### Task to complete
Copy the entries below word for word, from their beginning through the line that contains "[38,126,53,143]", and omit the pictures.

>>>>

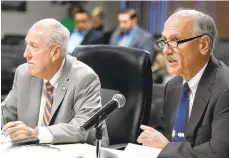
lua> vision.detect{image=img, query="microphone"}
[80,94,126,131]
[1,101,7,125]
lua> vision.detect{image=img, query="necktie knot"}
[183,82,190,93]
[45,82,53,92]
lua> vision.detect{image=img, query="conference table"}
[0,135,161,158]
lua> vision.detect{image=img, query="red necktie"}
[42,82,53,126]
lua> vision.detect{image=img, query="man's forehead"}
[118,13,130,20]
[162,15,194,37]
[25,26,47,40]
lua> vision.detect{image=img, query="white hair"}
[174,9,217,53]
[33,19,70,56]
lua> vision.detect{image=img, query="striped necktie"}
[172,82,190,142]
[43,82,53,126]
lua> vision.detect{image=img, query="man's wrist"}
[32,127,39,138]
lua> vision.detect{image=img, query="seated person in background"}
[91,7,105,33]
[68,10,102,53]
[109,9,155,63]
[1,19,108,146]
[60,3,83,31]
[138,10,229,158]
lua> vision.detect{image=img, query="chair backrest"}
[214,40,229,67]
[73,45,152,145]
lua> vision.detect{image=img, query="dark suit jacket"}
[159,57,229,158]
[80,29,103,45]
[109,27,155,62]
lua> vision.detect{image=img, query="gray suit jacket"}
[158,57,229,158]
[109,27,155,62]
[1,55,109,146]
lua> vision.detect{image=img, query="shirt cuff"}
[38,126,53,143]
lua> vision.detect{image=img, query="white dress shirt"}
[183,62,208,118]
[38,59,65,143]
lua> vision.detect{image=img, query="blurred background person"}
[91,7,105,32]
[60,3,83,31]
[68,10,102,53]
[109,9,154,63]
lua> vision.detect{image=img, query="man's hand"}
[137,125,169,149]
[2,121,38,141]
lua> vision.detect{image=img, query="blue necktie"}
[172,82,190,142]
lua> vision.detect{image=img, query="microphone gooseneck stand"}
[94,113,107,158]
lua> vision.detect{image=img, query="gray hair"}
[33,19,70,56]
[174,9,217,54]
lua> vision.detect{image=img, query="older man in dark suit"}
[138,10,229,158]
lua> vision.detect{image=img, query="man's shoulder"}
[16,63,31,77]
[214,62,229,88]
[166,75,183,90]
[137,27,153,38]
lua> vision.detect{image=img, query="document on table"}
[121,143,161,158]
[0,131,12,144]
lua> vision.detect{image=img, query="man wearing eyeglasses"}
[138,10,229,158]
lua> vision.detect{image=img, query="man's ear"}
[199,35,211,55]
[52,45,62,62]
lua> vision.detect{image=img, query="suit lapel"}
[28,77,43,128]
[111,29,121,45]
[164,77,183,137]
[185,57,217,143]
[49,55,72,123]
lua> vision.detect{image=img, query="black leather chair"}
[214,39,229,67]
[73,45,152,148]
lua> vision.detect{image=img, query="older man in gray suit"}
[1,19,108,145]
[109,9,155,62]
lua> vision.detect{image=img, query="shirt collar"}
[183,59,208,94]
[43,58,65,88]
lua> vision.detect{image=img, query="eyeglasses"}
[156,34,206,49]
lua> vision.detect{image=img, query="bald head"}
[171,9,217,53]
[162,10,216,81]
[30,19,70,56]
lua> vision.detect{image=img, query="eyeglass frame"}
[156,34,210,50]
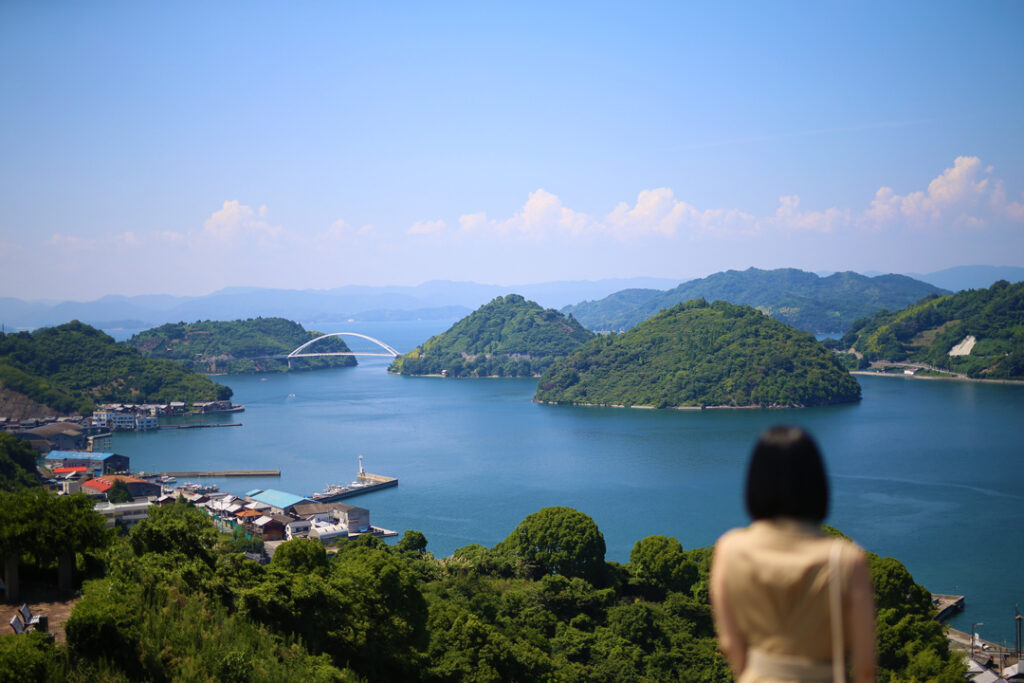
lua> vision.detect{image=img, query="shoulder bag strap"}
[828,539,846,683]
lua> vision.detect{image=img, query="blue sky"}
[0,1,1024,299]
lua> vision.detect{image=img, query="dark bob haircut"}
[746,427,828,523]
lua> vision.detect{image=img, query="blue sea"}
[114,322,1024,643]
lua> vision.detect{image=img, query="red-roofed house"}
[82,474,161,498]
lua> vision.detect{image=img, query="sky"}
[0,0,1024,300]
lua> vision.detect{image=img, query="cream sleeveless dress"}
[715,518,858,683]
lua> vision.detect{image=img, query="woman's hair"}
[746,427,828,523]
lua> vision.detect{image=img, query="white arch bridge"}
[285,332,401,360]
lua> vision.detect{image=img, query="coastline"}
[850,370,1024,386]
[534,398,847,411]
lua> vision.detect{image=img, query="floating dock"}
[308,456,398,503]
[311,472,398,503]
[151,470,281,477]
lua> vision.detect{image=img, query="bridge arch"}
[285,332,401,358]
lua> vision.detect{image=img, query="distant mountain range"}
[562,268,948,333]
[0,278,679,331]
[0,265,1024,331]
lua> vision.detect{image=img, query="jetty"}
[309,456,398,503]
[156,470,281,477]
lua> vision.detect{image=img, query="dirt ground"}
[0,584,82,643]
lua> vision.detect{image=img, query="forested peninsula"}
[829,281,1024,380]
[562,268,948,333]
[127,317,355,374]
[388,294,594,377]
[0,321,231,417]
[536,299,860,408]
[0,433,965,683]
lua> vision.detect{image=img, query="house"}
[92,501,153,526]
[293,503,370,536]
[253,515,285,541]
[46,451,129,475]
[82,474,163,499]
[285,519,312,541]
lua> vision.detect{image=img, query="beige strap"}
[828,539,846,683]
[746,648,833,683]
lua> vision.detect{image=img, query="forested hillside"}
[389,294,594,377]
[0,493,964,683]
[536,299,860,408]
[562,268,947,333]
[0,321,231,417]
[833,281,1024,380]
[127,317,355,374]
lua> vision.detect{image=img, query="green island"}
[562,268,948,333]
[535,299,860,408]
[0,321,231,417]
[388,294,594,377]
[828,281,1024,380]
[127,317,355,375]
[0,446,966,683]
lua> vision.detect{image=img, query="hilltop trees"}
[0,321,231,415]
[499,507,605,585]
[388,294,594,377]
[0,503,963,683]
[536,299,860,408]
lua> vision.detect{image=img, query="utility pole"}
[1014,605,1024,661]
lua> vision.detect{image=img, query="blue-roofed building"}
[246,488,312,515]
[46,451,128,476]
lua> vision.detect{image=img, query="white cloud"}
[604,187,700,238]
[768,195,850,232]
[490,189,590,240]
[860,157,995,229]
[313,218,374,247]
[459,211,487,232]
[408,220,444,239]
[203,200,284,242]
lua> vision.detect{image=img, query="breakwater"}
[160,422,242,429]
[159,470,281,477]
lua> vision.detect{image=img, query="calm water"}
[114,322,1024,643]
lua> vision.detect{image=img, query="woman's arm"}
[846,549,874,683]
[708,538,746,677]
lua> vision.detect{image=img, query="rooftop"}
[46,451,123,462]
[82,474,152,494]
[249,488,309,510]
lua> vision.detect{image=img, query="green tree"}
[270,539,328,573]
[498,507,605,586]
[630,536,697,592]
[395,528,427,555]
[129,498,217,566]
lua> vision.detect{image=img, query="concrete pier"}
[158,470,281,477]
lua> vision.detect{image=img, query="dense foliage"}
[835,281,1024,379]
[0,501,963,683]
[128,317,355,374]
[389,294,594,377]
[536,299,860,408]
[0,321,231,414]
[562,268,946,332]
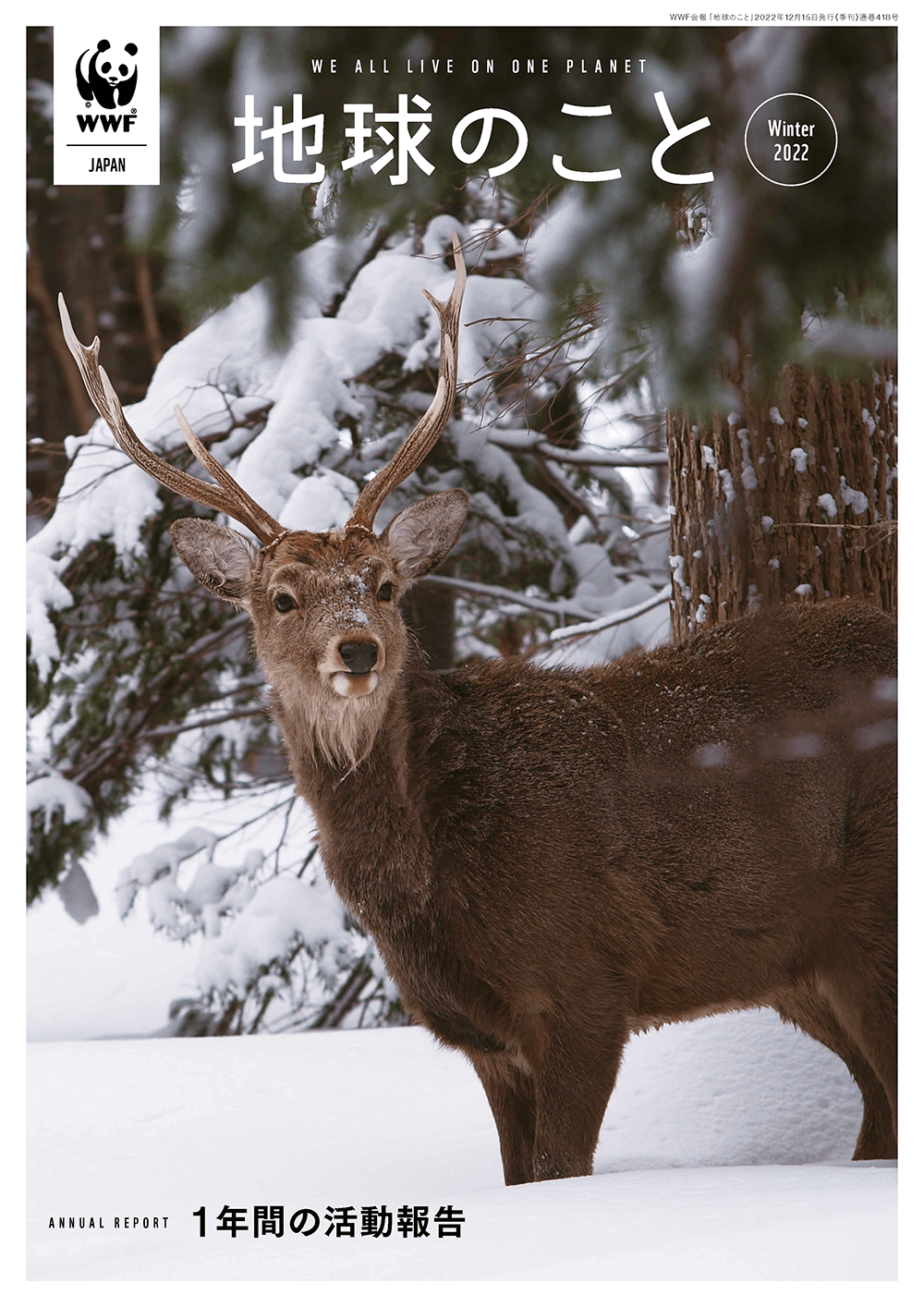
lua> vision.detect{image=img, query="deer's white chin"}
[334,672,379,699]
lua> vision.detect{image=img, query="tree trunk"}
[666,362,898,641]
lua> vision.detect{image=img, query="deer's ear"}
[382,490,468,580]
[170,518,260,604]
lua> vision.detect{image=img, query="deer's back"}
[396,601,895,1025]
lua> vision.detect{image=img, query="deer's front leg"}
[533,1013,628,1180]
[469,1052,536,1184]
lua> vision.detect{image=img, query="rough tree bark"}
[666,362,898,641]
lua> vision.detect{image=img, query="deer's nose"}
[340,641,379,676]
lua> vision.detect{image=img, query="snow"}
[28,1011,896,1281]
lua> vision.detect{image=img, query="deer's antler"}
[57,296,283,545]
[346,231,466,531]
[57,231,466,545]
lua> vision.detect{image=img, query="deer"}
[59,237,898,1184]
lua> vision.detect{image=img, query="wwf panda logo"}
[77,41,139,108]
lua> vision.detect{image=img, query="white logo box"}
[54,18,161,186]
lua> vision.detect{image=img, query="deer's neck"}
[274,651,441,934]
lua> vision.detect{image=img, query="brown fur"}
[171,492,896,1184]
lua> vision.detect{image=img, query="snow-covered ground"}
[28,1011,896,1281]
[28,796,896,1281]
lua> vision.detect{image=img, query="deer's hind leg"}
[773,985,898,1162]
[468,1051,536,1184]
[533,998,628,1180]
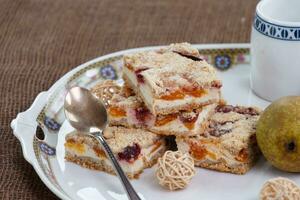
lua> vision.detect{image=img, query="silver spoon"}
[64,87,140,200]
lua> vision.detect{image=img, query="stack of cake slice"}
[65,43,259,177]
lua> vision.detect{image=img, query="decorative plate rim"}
[11,43,250,199]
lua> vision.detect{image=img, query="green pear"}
[256,96,300,172]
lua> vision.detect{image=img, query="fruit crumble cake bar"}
[123,43,222,115]
[65,127,166,178]
[91,80,217,136]
[176,105,260,174]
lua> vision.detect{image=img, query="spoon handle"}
[91,132,141,200]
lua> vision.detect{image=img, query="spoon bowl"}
[64,87,107,132]
[64,86,140,200]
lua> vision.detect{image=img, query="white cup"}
[250,0,300,101]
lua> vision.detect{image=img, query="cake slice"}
[65,127,166,178]
[123,43,222,115]
[176,105,260,174]
[91,80,217,136]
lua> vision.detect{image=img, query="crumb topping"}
[124,43,222,98]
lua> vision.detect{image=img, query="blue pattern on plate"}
[253,14,300,41]
[100,65,118,80]
[44,116,61,131]
[39,142,56,156]
[215,55,231,70]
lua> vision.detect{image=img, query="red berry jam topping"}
[216,105,259,116]
[135,107,151,123]
[135,68,148,83]
[211,81,222,89]
[118,143,141,163]
[179,112,199,130]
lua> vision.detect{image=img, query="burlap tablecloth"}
[0,0,257,199]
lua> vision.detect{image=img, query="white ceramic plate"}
[11,44,300,200]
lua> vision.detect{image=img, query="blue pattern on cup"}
[253,14,300,41]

<<<<

### Task result
lua> vision.detect{image=img, query="microphone"}
[80,94,126,131]
[1,101,7,125]
lua> vision.detect{image=img, query="necktie knot"}
[183,82,190,93]
[45,82,53,92]
lua> vision.detect{image=img, query="conference table"}
[0,135,161,158]
lua> vision.detect{image=img, query="red necktie"}
[42,82,53,126]
lua> vision.detect{image=img, query="man's forehead"}
[118,13,130,20]
[162,15,194,37]
[25,26,47,40]
lua> vision.detect{image=img, query="white hair"}
[174,9,217,53]
[33,19,70,56]
lua> vision.detect{image=img, query="striped necktie"}
[172,82,190,142]
[43,82,53,126]
lua> vision.detect{image=img, query="man's wrist"}
[32,127,39,138]
lua> vision.detect{image=img, query="seated person in background"}
[91,7,105,33]
[68,10,102,53]
[109,9,155,63]
[1,19,108,146]
[60,3,83,31]
[138,10,229,158]
lua> vision.detect{image=img, query="chair backrest"}
[214,40,229,67]
[73,45,152,145]
lua> vision.detect{image=img, query="dark suit jacket"}
[159,57,229,158]
[80,29,103,45]
[109,27,155,62]
lua> vision.detect{image=img, query="gray suit jacket"}
[158,57,229,158]
[109,27,155,62]
[1,55,109,146]
lua> vision.detect{image=img, query="shirt cuff"}
[38,126,53,143]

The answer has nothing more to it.